## Source text:
Hundreds of millions of people suffer from autoimmune diseases, which include rheumatoid arthritis, diabetes, multiple sclerosis and Crohn’s Disease.

Many academic labs, biomedical research institutions, and pharmaceutical companies are working hard to better understand autoimmune disorders and infectious diseases that attack the immune system.

Five to six years ago, researchers were able to sequence hundreds of immune-system molecules (like antibodies) in the human body. Today they can sequence tens of millions.

Insights from data

These data are making the human immune system less of a black box as they reveal the construction of the immune system along with the how, why, and when our body responds to various diseases.

This is critical for studying autoimmune diseases and developing medical techniques that augment or use our immune system, such as vaccines, therapeutic antibodies, and cancer immunotherapies, to name a few.

However, storing, organizing, and analyzing these data has become a rapidly escalating big-data challenge.

Research software

To facilitate this study of immunogenetics, researchers at Simon Fraser University in Vancouver, Canada have created a Research Software Platform called iReceptor. A secure, distributed database, this tool enables researchers to share and analyze huge datasets via National Research and Education Networks.

What makes this tool particularly exciting is its ability to include metadata (such as gender, ethnicity, treatment, and outcome), allowing researchers to understand which conditions activate or suppress various immune system genes.

Because iReceptor pools scarce data in a secure way, research from multiple angles of a specific condition can illuminate immune system failures, pointing to clinical treatments for rare conditions as well as commonly occurring diseases.

And that opens up a whole new era of better treatments and even cures for the 80+ autoimmune diseases known to us.

## Entries shown:
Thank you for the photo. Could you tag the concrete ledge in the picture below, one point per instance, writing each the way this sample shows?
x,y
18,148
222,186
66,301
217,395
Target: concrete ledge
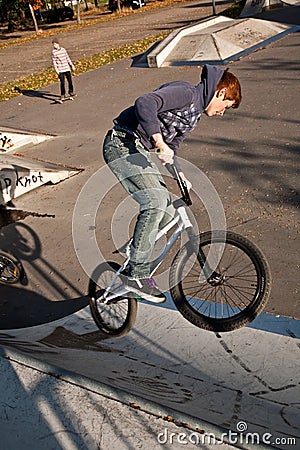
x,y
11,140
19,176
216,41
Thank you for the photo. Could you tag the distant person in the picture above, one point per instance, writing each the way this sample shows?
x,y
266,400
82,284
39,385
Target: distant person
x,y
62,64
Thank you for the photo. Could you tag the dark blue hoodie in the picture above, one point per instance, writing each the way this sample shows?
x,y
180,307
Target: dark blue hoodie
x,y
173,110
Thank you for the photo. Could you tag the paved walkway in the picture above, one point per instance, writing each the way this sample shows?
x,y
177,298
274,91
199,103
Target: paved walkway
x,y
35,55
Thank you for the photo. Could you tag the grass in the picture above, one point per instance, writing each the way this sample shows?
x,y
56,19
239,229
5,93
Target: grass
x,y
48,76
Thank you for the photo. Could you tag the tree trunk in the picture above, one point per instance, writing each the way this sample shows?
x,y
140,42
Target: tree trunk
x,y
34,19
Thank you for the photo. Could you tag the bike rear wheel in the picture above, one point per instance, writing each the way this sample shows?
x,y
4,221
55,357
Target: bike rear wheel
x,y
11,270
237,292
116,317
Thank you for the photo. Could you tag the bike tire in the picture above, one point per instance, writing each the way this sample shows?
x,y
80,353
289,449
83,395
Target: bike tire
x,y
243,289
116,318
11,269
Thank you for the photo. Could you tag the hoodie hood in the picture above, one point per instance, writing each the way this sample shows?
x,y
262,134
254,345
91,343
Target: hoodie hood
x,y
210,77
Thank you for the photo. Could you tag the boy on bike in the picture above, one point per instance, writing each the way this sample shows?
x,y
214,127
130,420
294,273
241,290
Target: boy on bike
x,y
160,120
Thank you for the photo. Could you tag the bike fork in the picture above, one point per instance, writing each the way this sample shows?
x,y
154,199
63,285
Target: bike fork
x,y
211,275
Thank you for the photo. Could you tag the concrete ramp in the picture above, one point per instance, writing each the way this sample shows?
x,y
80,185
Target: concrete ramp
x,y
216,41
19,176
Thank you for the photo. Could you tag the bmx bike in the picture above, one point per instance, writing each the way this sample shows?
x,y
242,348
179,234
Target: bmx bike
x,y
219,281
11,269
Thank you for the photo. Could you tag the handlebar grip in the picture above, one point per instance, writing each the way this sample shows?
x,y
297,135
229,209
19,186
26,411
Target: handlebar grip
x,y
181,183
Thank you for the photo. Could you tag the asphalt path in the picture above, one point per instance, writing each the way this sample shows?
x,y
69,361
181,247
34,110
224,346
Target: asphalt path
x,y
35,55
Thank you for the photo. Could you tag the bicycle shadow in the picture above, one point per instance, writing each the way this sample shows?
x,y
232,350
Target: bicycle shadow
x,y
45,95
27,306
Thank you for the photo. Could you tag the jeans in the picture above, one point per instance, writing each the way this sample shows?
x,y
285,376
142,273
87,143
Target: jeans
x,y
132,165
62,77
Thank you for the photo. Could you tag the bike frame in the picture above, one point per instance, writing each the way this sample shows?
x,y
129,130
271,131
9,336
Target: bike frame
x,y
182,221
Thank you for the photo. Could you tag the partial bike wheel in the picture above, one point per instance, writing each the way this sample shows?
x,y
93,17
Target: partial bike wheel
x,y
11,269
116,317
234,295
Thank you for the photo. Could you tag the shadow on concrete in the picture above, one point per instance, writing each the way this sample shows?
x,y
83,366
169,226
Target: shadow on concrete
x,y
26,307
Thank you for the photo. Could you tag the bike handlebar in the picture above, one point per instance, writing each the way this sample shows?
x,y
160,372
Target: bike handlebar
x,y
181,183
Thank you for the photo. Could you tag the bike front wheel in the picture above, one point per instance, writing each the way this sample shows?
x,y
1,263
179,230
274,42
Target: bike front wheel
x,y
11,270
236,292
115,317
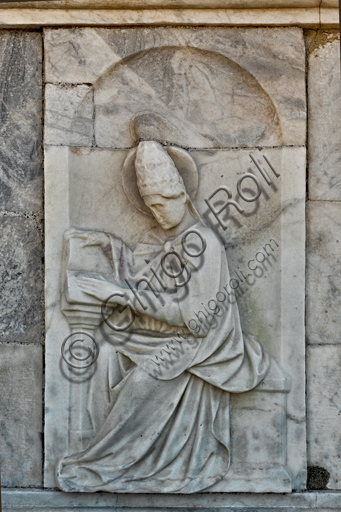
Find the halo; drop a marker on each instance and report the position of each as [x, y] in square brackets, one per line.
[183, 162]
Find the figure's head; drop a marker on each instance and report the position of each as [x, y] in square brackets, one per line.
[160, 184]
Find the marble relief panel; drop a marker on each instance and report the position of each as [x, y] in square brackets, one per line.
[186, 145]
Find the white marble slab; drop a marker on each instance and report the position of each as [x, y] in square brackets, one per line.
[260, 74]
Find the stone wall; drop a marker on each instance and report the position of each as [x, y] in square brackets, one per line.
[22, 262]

## Task requirements:
1. Which autoimmune diseases does the immune-system research text name specifically?
2. Rewrite the part of the immune-system research text starting with "These data are" and going on through "name a few.", swapping "critical" for "essential".

## List of solutions:
1. Rheumatoid arthritis, diabetes, multiple sclerosis, and Crohn’s Disease.

2.
These data are making the human immune system less of a black box as they reveal the construction of the immune system along with the how, why, and when our body responds to various diseases.

This is essential for studying autoimmune diseases and developing medical techniques that augment or use our immune system, such as vaccines, therapeutic antibodies, and cancer immunotherapies, to name a few.